▸ **GIVEN TASK**
Select every line in the entries below that contains the word "background", and copy each such line in full.

(Dataset entries)

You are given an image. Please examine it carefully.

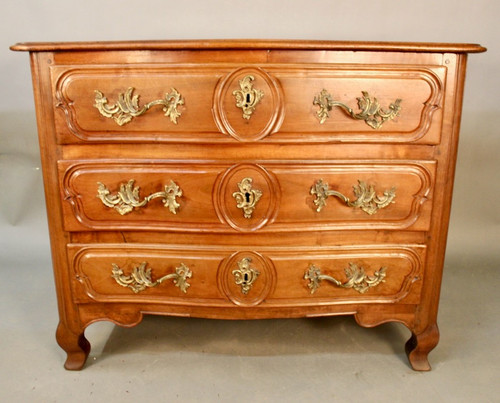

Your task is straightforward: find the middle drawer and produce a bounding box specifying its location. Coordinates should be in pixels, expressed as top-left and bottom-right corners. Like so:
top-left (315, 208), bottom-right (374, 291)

top-left (58, 160), bottom-right (436, 232)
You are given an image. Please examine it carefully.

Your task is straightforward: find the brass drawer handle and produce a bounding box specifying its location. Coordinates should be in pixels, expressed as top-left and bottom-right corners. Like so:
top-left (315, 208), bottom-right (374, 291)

top-left (304, 263), bottom-right (387, 294)
top-left (111, 262), bottom-right (193, 294)
top-left (313, 89), bottom-right (401, 129)
top-left (233, 75), bottom-right (264, 120)
top-left (97, 179), bottom-right (182, 215)
top-left (233, 178), bottom-right (262, 218)
top-left (311, 179), bottom-right (396, 215)
top-left (94, 87), bottom-right (184, 126)
top-left (231, 257), bottom-right (260, 295)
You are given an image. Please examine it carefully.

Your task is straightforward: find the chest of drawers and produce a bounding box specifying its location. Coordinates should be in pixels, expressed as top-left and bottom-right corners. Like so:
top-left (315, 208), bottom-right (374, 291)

top-left (12, 41), bottom-right (484, 370)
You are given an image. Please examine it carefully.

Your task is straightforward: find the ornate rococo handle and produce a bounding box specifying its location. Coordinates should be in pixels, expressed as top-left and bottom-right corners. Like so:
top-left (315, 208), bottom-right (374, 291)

top-left (111, 262), bottom-right (193, 294)
top-left (313, 89), bottom-right (402, 129)
top-left (97, 179), bottom-right (182, 215)
top-left (94, 87), bottom-right (184, 126)
top-left (233, 75), bottom-right (264, 120)
top-left (310, 179), bottom-right (396, 215)
top-left (304, 263), bottom-right (387, 294)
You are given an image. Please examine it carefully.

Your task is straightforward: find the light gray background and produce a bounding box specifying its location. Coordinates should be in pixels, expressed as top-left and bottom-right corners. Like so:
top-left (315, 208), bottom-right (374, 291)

top-left (0, 0), bottom-right (500, 402)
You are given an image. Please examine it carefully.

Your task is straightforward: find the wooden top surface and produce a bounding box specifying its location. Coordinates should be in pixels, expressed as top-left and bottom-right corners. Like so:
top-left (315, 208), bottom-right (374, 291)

top-left (10, 39), bottom-right (486, 53)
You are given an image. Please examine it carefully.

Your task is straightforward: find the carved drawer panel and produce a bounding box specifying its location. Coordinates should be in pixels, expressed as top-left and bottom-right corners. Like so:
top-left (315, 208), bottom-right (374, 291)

top-left (51, 63), bottom-right (446, 144)
top-left (68, 244), bottom-right (425, 306)
top-left (59, 160), bottom-right (436, 232)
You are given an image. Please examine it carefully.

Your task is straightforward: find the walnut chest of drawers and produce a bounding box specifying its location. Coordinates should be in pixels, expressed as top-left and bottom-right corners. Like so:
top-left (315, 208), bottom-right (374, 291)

top-left (12, 41), bottom-right (484, 370)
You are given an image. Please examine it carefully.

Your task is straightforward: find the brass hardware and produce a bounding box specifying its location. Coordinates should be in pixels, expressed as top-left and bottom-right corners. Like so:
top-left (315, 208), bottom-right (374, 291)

top-left (111, 262), bottom-right (193, 294)
top-left (232, 257), bottom-right (260, 294)
top-left (313, 89), bottom-right (401, 129)
top-left (97, 179), bottom-right (182, 215)
top-left (311, 179), bottom-right (396, 215)
top-left (233, 178), bottom-right (262, 218)
top-left (233, 75), bottom-right (264, 120)
top-left (94, 87), bottom-right (184, 126)
top-left (304, 263), bottom-right (387, 294)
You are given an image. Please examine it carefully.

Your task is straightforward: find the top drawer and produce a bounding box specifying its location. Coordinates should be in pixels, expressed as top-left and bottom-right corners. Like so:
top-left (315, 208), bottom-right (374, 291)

top-left (51, 63), bottom-right (446, 144)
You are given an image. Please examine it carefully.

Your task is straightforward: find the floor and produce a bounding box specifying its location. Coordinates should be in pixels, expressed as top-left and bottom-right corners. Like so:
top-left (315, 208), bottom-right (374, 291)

▸ **SOLUTION FOR THIS PROBLEM**
Your task is straightforward: find the light gray background and produce a bounding box specifying its location. Coordinates should be in pixels, expressed as top-left and bottom-right corners. Like so:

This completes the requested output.